Trecho selecionado =>
David Cronenberg – Horror pulsional

Quando pensamos nos grandes cineastas do gênero fantástico e, particularmente, do âmbito do horror, é impossível não lembrar do canadense David Cronenberg e suas obras estranhas e transgressoras.

Cronenberg é visto como um dos grandes diretores da atualidade, um mestre do cinema de horror, e, ainda, considerado “o pai” do subgênero intitulado “horror corporal” ou body horror, que trabalha, geralmente de forma bastante explícita, os limites e possibilidades de transformações perturbadoras no corpo humano.

O body horror teve forte impacto no cinema de terror dos anos 80 (um período bastante criativo!), e se mantém influente até hoje. Em Cronenberg, essa característica é marcante desde seus filmes iniciais – como em Shivers (1975) e Rabid (1977) –, consolidando-se nos clássicos cult dos anos 80 – como em Scanners (1981), Videodrome (1983), A Mosca (1986) e Gêmeos – Mórbida Semelhança (1988) –, e tem, inclusive, uma retomada de peso em seu recente Crimes do futuro (2022).

No entanto, algo que distingue Cronenberg é o uso do body horror não apenas para causar fortes reações de repugnância e angústia no espectador, mas, acima de tudo, para incitar reflexões sobre temas de cunho psicológico e social (tal como, à sua própria maneira, George A. Romero fez no subgênero de “mortos-vivos”). E isso é feito com muita mestria, sempre trazendo provocações em relação à sexualidade, à violência e aos impactos do avanço da tecnologia sobre a vida humana.

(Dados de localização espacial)
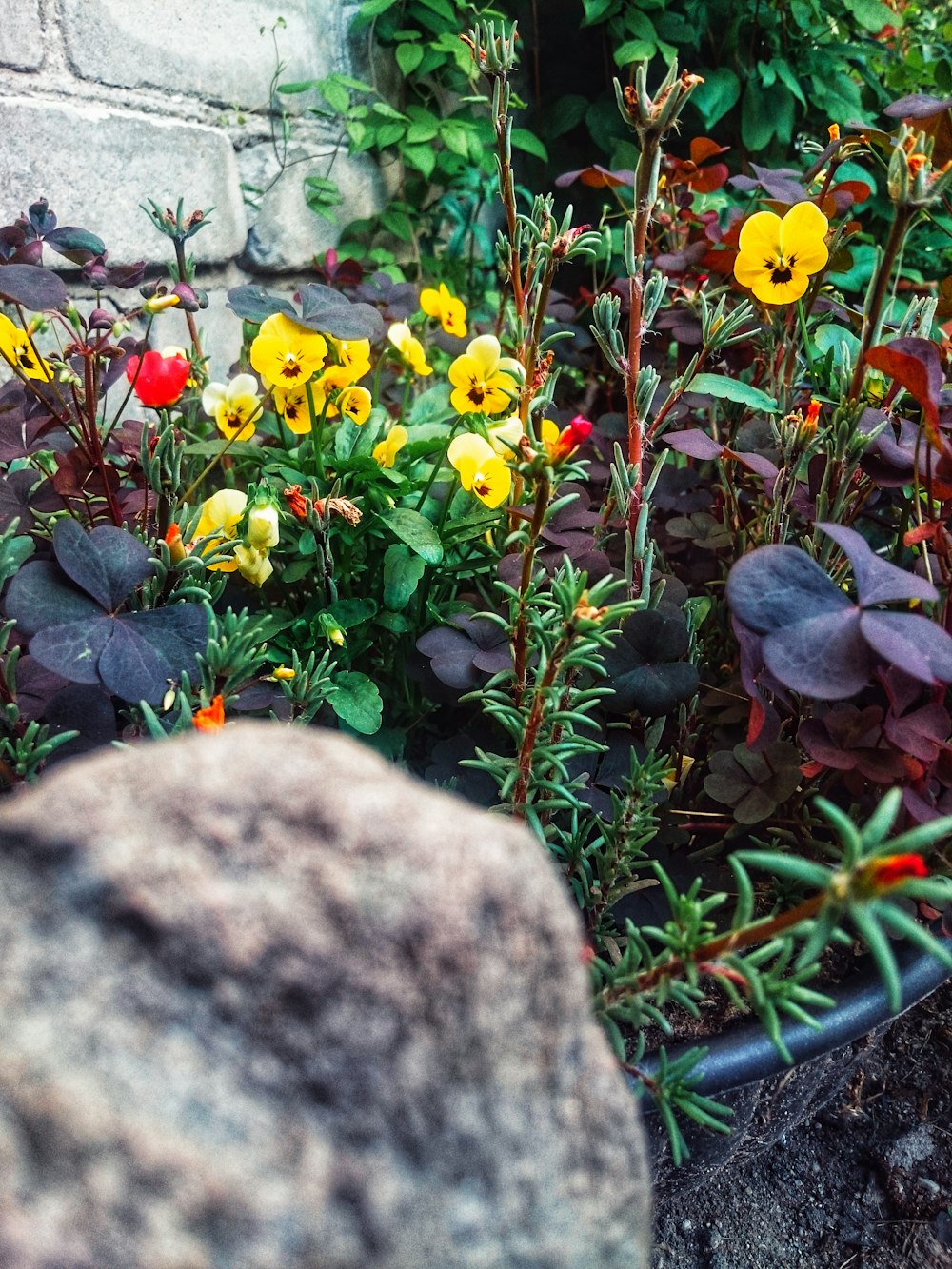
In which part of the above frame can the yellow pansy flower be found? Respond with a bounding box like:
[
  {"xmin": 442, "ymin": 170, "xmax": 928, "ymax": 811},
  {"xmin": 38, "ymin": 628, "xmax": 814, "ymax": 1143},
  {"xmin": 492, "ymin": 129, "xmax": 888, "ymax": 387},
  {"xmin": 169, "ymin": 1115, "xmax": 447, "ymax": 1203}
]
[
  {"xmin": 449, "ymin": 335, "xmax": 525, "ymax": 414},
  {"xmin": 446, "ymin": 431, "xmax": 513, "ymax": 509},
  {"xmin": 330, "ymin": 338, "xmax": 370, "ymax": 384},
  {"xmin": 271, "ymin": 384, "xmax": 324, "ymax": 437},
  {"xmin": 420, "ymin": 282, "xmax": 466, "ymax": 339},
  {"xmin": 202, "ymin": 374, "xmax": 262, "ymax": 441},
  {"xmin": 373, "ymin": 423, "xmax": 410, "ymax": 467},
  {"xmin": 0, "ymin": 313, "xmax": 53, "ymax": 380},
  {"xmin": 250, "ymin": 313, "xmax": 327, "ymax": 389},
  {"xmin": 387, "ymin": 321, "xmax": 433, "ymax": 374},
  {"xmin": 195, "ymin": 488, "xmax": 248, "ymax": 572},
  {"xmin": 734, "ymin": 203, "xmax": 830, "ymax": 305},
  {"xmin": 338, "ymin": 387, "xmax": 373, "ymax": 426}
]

==

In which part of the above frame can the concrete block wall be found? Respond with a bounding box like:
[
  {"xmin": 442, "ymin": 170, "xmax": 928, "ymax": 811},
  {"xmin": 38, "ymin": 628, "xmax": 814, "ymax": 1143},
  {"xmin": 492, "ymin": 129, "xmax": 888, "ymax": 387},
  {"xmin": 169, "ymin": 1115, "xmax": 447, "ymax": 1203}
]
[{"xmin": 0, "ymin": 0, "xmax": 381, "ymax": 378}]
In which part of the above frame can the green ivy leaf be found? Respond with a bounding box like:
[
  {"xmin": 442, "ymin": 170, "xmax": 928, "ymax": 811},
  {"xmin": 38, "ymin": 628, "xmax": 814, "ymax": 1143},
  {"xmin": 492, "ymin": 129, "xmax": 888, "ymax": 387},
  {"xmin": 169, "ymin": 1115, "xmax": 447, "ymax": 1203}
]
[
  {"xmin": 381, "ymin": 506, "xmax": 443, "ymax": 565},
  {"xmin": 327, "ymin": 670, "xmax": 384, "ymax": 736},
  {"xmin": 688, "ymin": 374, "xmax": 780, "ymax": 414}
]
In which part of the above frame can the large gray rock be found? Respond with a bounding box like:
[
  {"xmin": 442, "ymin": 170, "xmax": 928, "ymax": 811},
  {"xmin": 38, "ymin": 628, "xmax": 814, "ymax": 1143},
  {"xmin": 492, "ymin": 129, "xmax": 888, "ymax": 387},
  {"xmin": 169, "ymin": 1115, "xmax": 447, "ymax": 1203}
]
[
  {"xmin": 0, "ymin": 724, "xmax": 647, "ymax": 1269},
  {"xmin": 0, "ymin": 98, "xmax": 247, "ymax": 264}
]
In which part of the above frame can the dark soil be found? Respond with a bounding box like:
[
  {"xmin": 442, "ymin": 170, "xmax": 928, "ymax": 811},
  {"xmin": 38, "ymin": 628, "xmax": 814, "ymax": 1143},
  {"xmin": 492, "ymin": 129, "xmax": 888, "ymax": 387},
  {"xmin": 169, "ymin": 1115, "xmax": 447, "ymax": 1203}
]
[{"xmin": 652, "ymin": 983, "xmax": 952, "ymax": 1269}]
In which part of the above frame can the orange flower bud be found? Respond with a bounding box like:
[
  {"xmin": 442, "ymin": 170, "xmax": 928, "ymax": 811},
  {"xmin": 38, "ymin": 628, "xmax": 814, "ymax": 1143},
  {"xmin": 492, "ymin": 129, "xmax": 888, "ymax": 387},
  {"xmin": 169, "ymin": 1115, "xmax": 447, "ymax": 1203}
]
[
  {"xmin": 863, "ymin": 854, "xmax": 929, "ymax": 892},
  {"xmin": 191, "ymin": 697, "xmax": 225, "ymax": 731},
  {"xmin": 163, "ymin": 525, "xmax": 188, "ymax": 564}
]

---

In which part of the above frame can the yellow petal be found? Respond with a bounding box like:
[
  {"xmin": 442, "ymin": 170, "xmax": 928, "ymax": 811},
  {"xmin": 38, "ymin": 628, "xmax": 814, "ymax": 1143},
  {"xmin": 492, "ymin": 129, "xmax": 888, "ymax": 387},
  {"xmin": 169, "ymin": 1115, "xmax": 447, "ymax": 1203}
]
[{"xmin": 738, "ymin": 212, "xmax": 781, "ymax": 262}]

O que fazer =>
**a.** Reescreva a parte do texto sobre David Cronenberg que começa em "Cronenberg é visto" e termina em "do futuro (2022).", substituindo "body horror" por "terror do corpo".
**b.** Dê continuidade ao texto sobre David Cronenberg a partir do ponto em que ele para.
Os registros não têm nenhum papel no que vem a seguir.

Respostas por tarefa =>
**a.**
Cronenberg é visto como um dos grandes diretores da atualidade, um mestre do cinema de horror, e, ainda, considerado “o pai” do subgênero intitulado “horror corporal” ou terror do corpo, que trabalha, geralmente de forma bastante explícita, os limites e possibilidades de transformações perturbadoras no corpo humano.

O terror do corpo teve forte impacto no cinema de terror dos anos 80 (um período bastante criativo!), e se mantém influente até hoje. Em Cronenberg, essa característica é marcante desde seus filmes iniciais – como em Shivers (1975) e Rabid (1977) –, consolidando-se nos clássicos cult dos anos 80 – como em Scanners (1981), Videodrome (1983), A Mosca (1986) e Gêmeos – Mórbida Semelhança (1988) –, e tem, inclusive, uma retomada de peso em seu recente Crimes do futuro (2022).

**b.**
Esse estranho entrelaçamento entre corpo, sexualidade e violência presente em sua obra evoca os dilemas subjetivos a partir daquilo que, no âmbito da psicanálise, chamamos de pulsão – um de seus conceitos fundamentais. Para Freud, a pulsão é uma energia fundamental que anima todo sujeito humano, no limite entre o somático e o psíquico, promovendo uma tensão que exige alguma forma de descarga ou, em outras palavras, satisfação. Ela realiza, assim, uma pressão constante, que nunca cede ou desiste.

Freud sempre destacou o caráter traumático, perigoso e angustiante que as pulsões assumem para o sujeito, pois o ‘eu’ não faz mais do que se defender dessa energia de diferentes formas (os diferentes “destinos” da pulsão). Aliás, dizia Freud, inclusive, que o diabo nada mais é do que a personificação da vida pulsional inconsciente reprimida.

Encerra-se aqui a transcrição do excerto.